Trecho fornecido ::
--
Barreira
Despreparo ainda dificulta atendimento de saúde adequado para pessoas trans em Pelotas
Apesar de avanços, comunidade ainda relata episódios de preconceito em serviços de saúde
Foto: Rodrigo Chagas - Ascom - Da empatia à informação, acolhimento passa por reeducação
Nos últimos meses, a implementação do segundo ambulatório destinado para atendimento de pessoas transgênero em Pelotas e a liberação para realização de cirurgias de redesignação sexual no Hospital Universitário da Universidade Federal de Rio Grande (HU/Furg) são motivos de orgulho para a comunidade trans, que luta constantemente por mais direitos. No entanto, as conquistas não garantem o atendimento adequado às necessidades das pessoas trans, que ainda dependem do preparo e acolhimento de profissionais da saúde.
Em Pelotas, atualmente, qualquer Unidade Básica de Saúde (UBS) é porta de entrada para que pessoas recebam acompanhamento especializado em um dos Ambulatórios Trans do Município, um da Universidade Federal de Pelotas (UFPel) e outro da Beneficência Portuguesa. Segundo a Prefeitura, todas as equipes das UBSs foram capacitadas para encaminhar a população trans aos ambulatórios. Na prática, a comunidade ainda relata despreparo e preconceito nos atendimentos.
--
Dados armazenados ::

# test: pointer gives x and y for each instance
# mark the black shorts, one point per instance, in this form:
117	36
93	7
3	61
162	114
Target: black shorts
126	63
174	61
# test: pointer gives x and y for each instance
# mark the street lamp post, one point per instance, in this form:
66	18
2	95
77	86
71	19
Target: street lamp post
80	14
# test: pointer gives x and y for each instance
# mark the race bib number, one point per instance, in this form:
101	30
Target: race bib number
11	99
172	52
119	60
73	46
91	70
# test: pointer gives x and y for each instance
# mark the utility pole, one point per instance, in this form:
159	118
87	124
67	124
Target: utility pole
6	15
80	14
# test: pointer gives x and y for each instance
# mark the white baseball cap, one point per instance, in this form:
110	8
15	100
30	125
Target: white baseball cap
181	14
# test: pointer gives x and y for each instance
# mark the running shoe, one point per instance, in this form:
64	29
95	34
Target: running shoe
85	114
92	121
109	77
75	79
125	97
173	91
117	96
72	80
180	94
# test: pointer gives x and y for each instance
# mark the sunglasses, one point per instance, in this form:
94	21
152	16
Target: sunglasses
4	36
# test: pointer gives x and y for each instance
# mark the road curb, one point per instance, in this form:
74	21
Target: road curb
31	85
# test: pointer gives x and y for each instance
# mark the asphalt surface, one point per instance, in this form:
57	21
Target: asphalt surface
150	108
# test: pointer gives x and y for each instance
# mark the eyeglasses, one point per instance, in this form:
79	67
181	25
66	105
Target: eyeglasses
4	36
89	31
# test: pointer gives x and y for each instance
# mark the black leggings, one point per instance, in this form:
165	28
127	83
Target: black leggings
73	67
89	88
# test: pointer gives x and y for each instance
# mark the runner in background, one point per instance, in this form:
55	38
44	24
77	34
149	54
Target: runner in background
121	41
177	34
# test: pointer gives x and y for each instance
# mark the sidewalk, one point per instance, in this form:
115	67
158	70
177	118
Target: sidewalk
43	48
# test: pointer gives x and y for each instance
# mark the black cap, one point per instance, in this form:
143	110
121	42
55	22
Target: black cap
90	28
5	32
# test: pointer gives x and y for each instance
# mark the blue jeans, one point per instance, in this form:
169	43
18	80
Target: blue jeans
--
Por favor, repita sem nenhuma alteração a parte da reportagem sobre o atendimento de saúde a pessoas trans em Pelotas que vai de "Em Pelotas, atualmente, qualquer" até "preconceito nos atendimentos.".

Resultado da tarefa ::
Em Pelotas, atualmente, qualquer Unidade Básica de Saúde (UBS) é porta de entrada para que pessoas recebam acompanhamento especializado em um dos Ambulatórios Trans do Município, um da Universidade Federal de Pelotas (UFPel) e outro da Beneficência Portuguesa. Segundo a Prefeitura, todas as equipes das UBSs foram capacitadas para encaminhar a população trans aos ambulatórios. Na prática, a comunidade ainda relata despreparo e preconceito nos atendimentos.